(Excerpts from annotation records)
════════════════
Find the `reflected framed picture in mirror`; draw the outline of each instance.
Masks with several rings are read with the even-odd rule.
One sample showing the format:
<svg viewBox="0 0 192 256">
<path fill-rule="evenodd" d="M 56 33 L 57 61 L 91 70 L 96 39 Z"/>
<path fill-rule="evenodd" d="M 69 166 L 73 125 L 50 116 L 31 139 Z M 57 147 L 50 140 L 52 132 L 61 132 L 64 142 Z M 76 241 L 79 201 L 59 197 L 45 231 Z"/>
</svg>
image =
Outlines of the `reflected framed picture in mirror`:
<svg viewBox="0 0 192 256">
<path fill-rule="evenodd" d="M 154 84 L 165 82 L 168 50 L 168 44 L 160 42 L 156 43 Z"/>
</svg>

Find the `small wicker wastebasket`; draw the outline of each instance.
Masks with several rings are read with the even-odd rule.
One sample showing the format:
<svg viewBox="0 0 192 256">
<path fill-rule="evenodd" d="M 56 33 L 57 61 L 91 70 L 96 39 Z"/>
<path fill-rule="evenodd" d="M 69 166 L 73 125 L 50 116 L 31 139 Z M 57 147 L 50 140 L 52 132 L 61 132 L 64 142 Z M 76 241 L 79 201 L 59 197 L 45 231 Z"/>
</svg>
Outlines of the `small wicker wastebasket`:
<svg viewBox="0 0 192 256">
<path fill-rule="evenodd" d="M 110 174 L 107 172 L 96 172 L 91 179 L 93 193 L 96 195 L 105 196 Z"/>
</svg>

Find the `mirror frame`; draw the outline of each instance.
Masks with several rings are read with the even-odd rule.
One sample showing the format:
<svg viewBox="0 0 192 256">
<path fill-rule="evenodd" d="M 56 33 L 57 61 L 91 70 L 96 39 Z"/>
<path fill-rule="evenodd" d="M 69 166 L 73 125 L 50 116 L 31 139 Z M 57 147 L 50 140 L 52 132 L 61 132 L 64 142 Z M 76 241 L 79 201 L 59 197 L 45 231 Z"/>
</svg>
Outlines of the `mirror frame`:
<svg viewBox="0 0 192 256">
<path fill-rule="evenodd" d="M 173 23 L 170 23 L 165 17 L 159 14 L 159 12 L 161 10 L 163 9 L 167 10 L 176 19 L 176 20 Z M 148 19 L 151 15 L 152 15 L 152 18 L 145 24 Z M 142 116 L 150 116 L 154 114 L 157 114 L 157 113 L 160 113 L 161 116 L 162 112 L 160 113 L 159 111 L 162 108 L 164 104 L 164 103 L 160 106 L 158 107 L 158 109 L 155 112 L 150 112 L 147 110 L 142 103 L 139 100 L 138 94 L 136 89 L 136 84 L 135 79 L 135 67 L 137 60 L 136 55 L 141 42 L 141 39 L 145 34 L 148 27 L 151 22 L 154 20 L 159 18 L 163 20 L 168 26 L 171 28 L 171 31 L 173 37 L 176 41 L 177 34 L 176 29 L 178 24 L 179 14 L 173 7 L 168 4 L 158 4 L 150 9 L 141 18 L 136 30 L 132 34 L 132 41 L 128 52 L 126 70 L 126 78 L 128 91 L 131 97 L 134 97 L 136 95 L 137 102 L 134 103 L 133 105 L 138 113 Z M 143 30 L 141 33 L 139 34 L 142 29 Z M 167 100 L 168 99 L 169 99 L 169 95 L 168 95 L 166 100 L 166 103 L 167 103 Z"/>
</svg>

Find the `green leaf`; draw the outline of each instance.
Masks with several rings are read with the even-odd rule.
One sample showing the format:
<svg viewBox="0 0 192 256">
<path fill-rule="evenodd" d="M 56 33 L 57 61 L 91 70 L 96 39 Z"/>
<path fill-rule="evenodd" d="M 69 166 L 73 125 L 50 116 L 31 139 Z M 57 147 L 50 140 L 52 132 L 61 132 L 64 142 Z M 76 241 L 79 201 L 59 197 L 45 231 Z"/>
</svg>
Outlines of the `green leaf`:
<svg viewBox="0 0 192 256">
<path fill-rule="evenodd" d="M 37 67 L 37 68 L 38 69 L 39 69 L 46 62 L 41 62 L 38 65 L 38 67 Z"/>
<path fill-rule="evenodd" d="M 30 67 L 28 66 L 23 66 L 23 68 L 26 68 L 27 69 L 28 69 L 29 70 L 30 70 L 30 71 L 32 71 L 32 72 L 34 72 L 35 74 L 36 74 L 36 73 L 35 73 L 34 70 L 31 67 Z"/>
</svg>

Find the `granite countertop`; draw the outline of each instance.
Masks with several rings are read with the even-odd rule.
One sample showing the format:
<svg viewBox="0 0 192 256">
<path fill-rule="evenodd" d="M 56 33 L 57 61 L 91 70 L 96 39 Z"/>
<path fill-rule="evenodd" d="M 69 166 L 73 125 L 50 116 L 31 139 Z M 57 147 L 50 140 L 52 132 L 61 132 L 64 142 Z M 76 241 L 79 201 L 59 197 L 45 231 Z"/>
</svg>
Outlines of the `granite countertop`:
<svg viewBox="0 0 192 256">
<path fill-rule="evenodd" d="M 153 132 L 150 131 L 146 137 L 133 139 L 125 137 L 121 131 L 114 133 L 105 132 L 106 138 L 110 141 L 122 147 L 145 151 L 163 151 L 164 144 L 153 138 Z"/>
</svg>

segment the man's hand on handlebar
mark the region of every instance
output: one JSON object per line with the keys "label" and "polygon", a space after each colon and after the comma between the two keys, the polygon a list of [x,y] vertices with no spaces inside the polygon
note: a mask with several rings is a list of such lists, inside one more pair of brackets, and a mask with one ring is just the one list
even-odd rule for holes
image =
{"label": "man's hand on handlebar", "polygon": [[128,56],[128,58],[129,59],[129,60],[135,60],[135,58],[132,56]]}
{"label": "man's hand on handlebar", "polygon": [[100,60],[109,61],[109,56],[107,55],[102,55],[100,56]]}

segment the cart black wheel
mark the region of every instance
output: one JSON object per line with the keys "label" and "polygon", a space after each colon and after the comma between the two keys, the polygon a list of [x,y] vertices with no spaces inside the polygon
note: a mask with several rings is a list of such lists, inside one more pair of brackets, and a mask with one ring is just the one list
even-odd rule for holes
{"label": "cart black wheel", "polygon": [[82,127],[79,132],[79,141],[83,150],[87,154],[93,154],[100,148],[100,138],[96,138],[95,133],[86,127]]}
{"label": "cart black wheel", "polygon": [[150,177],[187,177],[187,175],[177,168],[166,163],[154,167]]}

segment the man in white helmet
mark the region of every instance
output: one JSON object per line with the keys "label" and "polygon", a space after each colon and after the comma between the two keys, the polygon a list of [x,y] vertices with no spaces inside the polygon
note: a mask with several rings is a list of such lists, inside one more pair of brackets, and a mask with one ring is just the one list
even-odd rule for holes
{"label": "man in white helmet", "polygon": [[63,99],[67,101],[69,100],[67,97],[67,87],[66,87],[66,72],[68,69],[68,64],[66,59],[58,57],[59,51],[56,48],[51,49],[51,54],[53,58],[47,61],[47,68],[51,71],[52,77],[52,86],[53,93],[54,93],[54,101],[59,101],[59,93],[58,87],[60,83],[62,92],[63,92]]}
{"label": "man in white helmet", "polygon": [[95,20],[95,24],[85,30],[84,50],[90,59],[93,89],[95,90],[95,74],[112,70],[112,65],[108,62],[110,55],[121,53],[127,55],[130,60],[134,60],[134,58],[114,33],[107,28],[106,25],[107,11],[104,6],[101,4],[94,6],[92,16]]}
════════════════
YOUR TASK>
Return every line of the records above that contains the string "granite". Case counts.

SOLUTION TO THE EXERCISE>
Find the `granite countertop`; draw the outline of each instance.
Outlines of the `granite countertop`:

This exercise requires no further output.